=== WHAT TO PRODUCE ===
Rewrite the passage of the excerpt on the new ID group in the European Parliament, everything from "The ID's president, Zanni, said" down to "powers from Brussels.", with "hard line" changed to "firm stance".

=== PAGE EXCERPT ===
>> Start

She hit back at the mainstream EU political forces, who she claimed were in denial and thought they could continue "as if nothing happened."

"They should look again at the results of the vote," she added.

Central-left and central-right parties have lost votes in May's election to the far-right, the green and liberals. In France, National Rally beat President Emmanuel Macron's centrist LREM. In Germany, AfD came fourth while the Greens unseated the Socialists, the junior partner in the ruling coalition, causing a crisis in the government.

The ID's president, Zanni, said the bloc would strive to create a "Europe of sovereign states working together." He promised that the ID would take a hard line on security and migration from outside Europe and bring back national fiscal powers from Brussels.

"Economic and fiscal policies must remain in the hands of the member states, which only delegate what they see fit for delegation. No further integration of the EU," he stressed.

Joerg Meuthen, the co-chair and lead candidate for AfD, said the bloc has been working on its program ever since Salvini launched the campaign to unite euroskeptics in Milan in April.

He echoed Marine Le Pen in that ID was not an ENF clone but an entirely new group with much more clout in national capitals.

>> End

=== GIVEN DATA ===

>> Start

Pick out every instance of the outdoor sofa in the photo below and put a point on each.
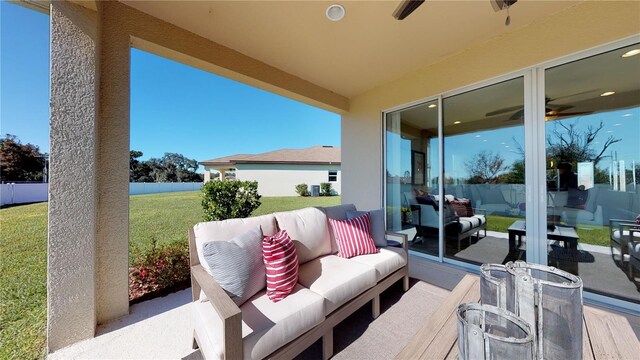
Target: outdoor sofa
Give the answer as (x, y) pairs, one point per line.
(458, 228)
(329, 289)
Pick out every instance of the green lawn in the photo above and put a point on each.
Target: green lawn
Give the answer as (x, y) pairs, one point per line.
(23, 265)
(595, 235)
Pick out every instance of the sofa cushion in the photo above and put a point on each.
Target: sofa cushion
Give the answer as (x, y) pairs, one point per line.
(336, 279)
(228, 229)
(354, 236)
(309, 230)
(385, 262)
(377, 229)
(462, 207)
(266, 326)
(338, 212)
(281, 263)
(237, 265)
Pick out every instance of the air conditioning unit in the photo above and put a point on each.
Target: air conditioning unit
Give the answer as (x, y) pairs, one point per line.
(501, 4)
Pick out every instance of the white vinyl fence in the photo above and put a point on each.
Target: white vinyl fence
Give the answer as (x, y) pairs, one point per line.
(37, 192)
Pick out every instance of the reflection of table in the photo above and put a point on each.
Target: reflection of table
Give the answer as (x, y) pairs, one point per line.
(560, 233)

>> End

=== PROBLEM SOLUTION ===
The ID's president, Zanni, said the bloc would strive to create a "Europe of sovereign states working together." He promised that the ID would take a firm stance on security and migration from outside Europe and bring back national fiscal powers from Brussels.